Segment Start: Listed records

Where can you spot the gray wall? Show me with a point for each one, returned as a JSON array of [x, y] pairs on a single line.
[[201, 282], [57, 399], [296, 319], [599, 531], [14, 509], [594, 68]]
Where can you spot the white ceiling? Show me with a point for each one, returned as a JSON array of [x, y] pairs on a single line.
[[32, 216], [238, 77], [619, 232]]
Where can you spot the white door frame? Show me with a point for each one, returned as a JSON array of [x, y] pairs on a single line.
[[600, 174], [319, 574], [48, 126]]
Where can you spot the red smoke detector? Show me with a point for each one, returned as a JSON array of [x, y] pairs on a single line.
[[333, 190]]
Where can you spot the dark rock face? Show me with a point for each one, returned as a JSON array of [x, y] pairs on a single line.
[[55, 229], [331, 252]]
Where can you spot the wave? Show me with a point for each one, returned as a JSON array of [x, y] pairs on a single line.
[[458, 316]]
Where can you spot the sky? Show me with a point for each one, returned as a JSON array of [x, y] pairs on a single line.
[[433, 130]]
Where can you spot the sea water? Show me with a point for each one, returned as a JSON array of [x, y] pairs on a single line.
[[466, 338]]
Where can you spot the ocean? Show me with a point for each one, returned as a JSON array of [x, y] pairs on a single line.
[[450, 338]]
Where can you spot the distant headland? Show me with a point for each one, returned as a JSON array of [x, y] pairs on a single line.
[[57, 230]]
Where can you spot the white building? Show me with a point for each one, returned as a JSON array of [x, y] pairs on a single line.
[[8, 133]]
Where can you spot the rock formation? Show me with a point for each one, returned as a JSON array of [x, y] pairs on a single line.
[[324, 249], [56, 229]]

Segment End: Listed records

Work item | Every line from the one containing "Where can you spot the white building?" through the last line of the entries should be output exactly; nothing else belongs in the reply.

Result of the exercise |
Where can you spot the white building? Show me with a point for each one, returned as a JSON array of [x, y] pairs on a single line.
[[8, 133]]
Where can you spot the rock formation? Show me with a point for each one, returned as a JSON array of [x, y] pairs on a single line.
[[324, 249], [56, 229]]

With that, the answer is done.